> [Work required]
Copy every line of the data exactly, leaving nothing out.

> [Record set]
** begin **
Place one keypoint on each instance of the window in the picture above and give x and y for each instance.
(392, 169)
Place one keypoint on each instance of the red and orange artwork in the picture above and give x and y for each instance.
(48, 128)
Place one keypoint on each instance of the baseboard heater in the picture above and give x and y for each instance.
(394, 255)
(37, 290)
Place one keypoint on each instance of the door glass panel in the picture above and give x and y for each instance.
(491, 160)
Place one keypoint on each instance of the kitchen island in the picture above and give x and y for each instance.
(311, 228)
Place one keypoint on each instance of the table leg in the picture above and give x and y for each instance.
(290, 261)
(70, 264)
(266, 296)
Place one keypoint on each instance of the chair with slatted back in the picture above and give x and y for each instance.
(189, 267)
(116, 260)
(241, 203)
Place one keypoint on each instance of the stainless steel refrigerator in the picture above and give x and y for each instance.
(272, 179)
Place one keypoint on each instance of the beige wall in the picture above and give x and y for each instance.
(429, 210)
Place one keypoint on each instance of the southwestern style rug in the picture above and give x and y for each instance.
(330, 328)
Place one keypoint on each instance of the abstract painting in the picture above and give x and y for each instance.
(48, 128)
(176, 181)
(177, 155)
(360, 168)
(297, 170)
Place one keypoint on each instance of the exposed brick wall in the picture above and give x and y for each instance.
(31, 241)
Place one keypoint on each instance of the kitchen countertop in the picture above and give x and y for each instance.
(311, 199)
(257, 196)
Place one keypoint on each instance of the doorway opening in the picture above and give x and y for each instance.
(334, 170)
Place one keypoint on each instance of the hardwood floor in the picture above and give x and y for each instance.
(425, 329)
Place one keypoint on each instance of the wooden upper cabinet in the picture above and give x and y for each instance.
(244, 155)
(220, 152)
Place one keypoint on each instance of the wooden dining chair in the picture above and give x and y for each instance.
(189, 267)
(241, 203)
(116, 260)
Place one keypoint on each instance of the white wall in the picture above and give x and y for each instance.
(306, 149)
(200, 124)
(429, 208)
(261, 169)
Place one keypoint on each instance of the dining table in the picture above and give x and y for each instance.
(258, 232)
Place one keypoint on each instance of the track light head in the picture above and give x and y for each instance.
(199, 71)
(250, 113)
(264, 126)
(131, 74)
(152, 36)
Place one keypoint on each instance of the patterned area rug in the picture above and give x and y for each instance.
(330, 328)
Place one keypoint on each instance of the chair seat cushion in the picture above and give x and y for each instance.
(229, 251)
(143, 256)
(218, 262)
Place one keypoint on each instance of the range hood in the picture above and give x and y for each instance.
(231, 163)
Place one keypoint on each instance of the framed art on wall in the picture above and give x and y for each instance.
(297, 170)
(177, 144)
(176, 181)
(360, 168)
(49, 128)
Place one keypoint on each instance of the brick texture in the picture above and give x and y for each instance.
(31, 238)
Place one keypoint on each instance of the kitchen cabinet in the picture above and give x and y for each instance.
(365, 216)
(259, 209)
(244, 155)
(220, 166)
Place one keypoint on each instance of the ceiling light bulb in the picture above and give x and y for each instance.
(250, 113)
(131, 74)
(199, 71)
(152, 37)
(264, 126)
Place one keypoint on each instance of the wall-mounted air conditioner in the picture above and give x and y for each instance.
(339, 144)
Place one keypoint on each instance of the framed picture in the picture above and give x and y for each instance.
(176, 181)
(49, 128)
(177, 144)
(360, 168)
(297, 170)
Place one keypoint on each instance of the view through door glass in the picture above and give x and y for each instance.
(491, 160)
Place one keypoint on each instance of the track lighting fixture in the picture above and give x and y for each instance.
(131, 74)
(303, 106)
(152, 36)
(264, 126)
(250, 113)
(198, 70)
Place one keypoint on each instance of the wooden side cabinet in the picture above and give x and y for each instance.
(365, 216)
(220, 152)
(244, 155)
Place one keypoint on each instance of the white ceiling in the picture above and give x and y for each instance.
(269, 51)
** end **
> [Answer below]
Place one keypoint on each instance of the window in the picture above and give x and y for each instance.
(392, 169)
Place one keypoint on each instance of the red and orange artwork in the picture above and give x and y for each instance.
(48, 128)
Place one keypoint on each instance of the baseboard heater in the picture above and give x and y for each instance.
(394, 255)
(37, 290)
Place one keypoint on each instance of the door glass panel in the picture above and give x and y for each instance.
(491, 160)
Place one keypoint on each instance of the kitchen island in the picture above and give x and y for each instance.
(311, 228)
Place one keypoint on each instance of the table leg in the picture above and give x and y for each instance.
(290, 261)
(70, 264)
(266, 296)
Place one keypoint on each instance of the chair with slatted back in the picture above and give x and y for each instance.
(189, 267)
(116, 260)
(241, 203)
Place one keypoint on each instance of the stainless steel refrigerator in the picture above and give x and y for each instance.
(272, 179)
Place one keypoint on each instance of the beige wall in the picture above and give x and y for each instance.
(429, 210)
Place one keypoint on each instance of the southwestern style rug in the picture above and give x and y for each instance.
(330, 328)
Place one keypoint on each instance of the abstract painting in the picture above and give x and y for each instance.
(48, 128)
(176, 181)
(177, 155)
(360, 168)
(297, 170)
Place one keypoint on each instance of the exposed brick wall in the picture above and give x and y for each instance.
(31, 241)
Place one keypoint on each instance of the kitchen countertop in the picture above and give x and y for each instance.
(311, 199)
(257, 196)
Place one keypoint on each instance of the doorway opening in the picture above and give x and y for each instance.
(334, 170)
Place one keypoint on each instance of the hardwood floor in the picture above and give x and y for each instance.
(425, 329)
Place one keypoint on each instance of the wooden upper cabinet in the picture above and give x and y for each instance.
(244, 155)
(220, 152)
Place one keypoint on each instance of the wooden dining chair in the picture above and give x and y for each instance.
(189, 267)
(241, 203)
(116, 260)
Place one keypoint on each instance of the white wall in the picture above and give x and y for each instance.
(306, 149)
(200, 124)
(429, 208)
(261, 169)
Place one keypoint on each instance of the dining table in the picture above and give x and y for each instance.
(258, 232)
Place one keypoint on each instance of the track light head in the picture above and give x and y for each instance.
(199, 71)
(250, 113)
(264, 126)
(131, 74)
(152, 36)
Place one keypoint on each instance of the patterned area rug in the picture above and give x and y for each instance.
(330, 328)
Place one keypoint on each instance of the chair seat cushion in the picture above and give x and y for each instance.
(229, 251)
(143, 256)
(218, 262)
Place one keypoint on each instance of the range hood in the picture above and give x and y for each instance.
(231, 163)
Place one keypoint on each instance of the framed art on wall in the picture above and give x and y for each instance.
(297, 170)
(177, 144)
(176, 181)
(360, 168)
(49, 128)
Place one keypoint on each instance of the brick texture in the picture above and give x and y for each instance.
(31, 238)
Place one keypoint on each instance of the kitchen cabinet in the picture above and give x and y for each instance.
(365, 216)
(259, 209)
(244, 155)
(220, 166)
Place one keypoint on each instance of the ceiling light bulb in the picture above and give x and y for each instance.
(250, 113)
(131, 74)
(199, 71)
(152, 37)
(264, 126)
Place one keypoint on each instance of the wall-mounted air conditioner in the picture above and give x and y for each instance.
(339, 144)
Place one keypoint on each instance of the framed picture in the picture above and give x and y for each instance.
(176, 181)
(49, 128)
(177, 144)
(360, 168)
(297, 170)
Place one keypoint on each instance of the view through door glass in the picture above and give x and y for each instance.
(491, 160)
Place one keypoint on each instance of the track lighting fixture in the picture above and give x and y for each instance.
(131, 74)
(303, 106)
(152, 36)
(264, 126)
(250, 113)
(198, 70)
Place one keypoint on each instance of the wooden side cabinet in the picture above and give x and y for each instance.
(365, 216)
(220, 152)
(244, 155)
Place one keypoint on each instance of the white ceiling in the picture above and give x and y for each instance.
(269, 51)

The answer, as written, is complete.